------ Article ------
# 13.3 - Theoretical Results

13.3 - Theoretical Results

So far, in an attempt to understand the analysis of variance method conceptually, we've been waving our hands at the theory behind the method. We can't procrastinate any further... we now need to address some of the theories behind the method. Specifically, we need to address the distribution of the error sum of squares (SSE), the distribution of the treatment sum of squares (SST), and the distribution of the all-important F-statistic.

## The Error Sum of Squares (SSE)

Recall that the error sum of squares:

$$SS(E)=\sum\limits_{i=1}^{m}\sum\limits_{j=1}^{n_i} (X_{ij}-\bar{X}_{i.})^2$$

quantifies the error remaining after explaining some of the variation in the observations $$X_{ij}$$ by the treatment means. Let's see what we can say about SSE. Well, the following theorem enlightens us as to the distribution of the error sum of squares.
------ Listing ------
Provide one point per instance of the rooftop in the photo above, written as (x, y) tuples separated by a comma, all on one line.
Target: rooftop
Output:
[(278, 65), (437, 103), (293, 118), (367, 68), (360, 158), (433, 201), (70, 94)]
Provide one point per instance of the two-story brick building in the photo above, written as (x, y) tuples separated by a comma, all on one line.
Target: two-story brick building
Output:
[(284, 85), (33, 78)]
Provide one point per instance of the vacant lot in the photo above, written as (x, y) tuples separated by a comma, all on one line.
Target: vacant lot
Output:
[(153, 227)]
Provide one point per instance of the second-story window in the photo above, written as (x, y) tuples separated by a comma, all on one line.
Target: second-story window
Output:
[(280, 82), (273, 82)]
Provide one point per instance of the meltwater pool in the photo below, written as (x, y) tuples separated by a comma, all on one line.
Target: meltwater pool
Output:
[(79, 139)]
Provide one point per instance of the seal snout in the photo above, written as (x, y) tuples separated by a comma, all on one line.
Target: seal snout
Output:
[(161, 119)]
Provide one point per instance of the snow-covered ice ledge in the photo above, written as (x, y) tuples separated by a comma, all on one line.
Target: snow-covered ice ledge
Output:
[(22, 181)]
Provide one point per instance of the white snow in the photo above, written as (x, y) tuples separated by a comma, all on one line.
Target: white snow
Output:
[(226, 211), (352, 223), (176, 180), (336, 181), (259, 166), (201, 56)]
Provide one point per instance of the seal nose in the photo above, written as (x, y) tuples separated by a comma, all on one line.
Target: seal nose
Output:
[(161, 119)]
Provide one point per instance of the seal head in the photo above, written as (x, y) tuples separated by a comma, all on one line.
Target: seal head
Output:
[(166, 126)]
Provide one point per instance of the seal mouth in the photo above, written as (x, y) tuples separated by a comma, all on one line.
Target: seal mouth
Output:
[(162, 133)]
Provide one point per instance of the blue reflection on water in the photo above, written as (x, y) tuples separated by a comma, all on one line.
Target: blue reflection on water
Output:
------
* Task instructions:
a. According to the ANOVA lesson, which three distributions need to be addressed?
b. Revise the stretch of the ANOVA lesson from "So far, in an" through "## The Error Sum of Squares (SSE)", putting "delay" in place of "procrastinate".
c. Please pick up the ANOVA lesson at the point where its text stops and keep writing it.
The items have no role here.

* Task-by-task outputs:
a. The distributions of the error sum of squares (SSE), the treatment sum of squares (SST), and the F-statistic.

b.
So far, in an attempt to understand the analysis of variance method conceptually, we've been waving our hands at the theory behind the method. We can't delay any further... we now need to address some of the theories behind the method. Specifically, we need to address the distribution of the error sum of squares (SSE), the distribution of the treatment sum of squares (SST), and the distribution of the all-important F-statistic.

## The Error Sum of Squares (SSE)

c.
Theorem

If:

1. the $$j^{th}$$ measurement of the $$i^{th}$$ group, that is, $$X_{ij}$$, is an independently and normally distributed random variable with mean $$\mu_i$$ and variance $$\sigma^2$$

2. and $$W^2_i=\dfrac{1}{n_i-1}\sum\limits_{j=1}^{n_i} (X_{ij}-\bar{X}_{i.})^2$$ is the sample variance of the $$i^{th}$$ sample

Then:

$$\dfrac{SSE}{\sigma^2}$$

follows a chi-square distribution with n−m degrees of freedom.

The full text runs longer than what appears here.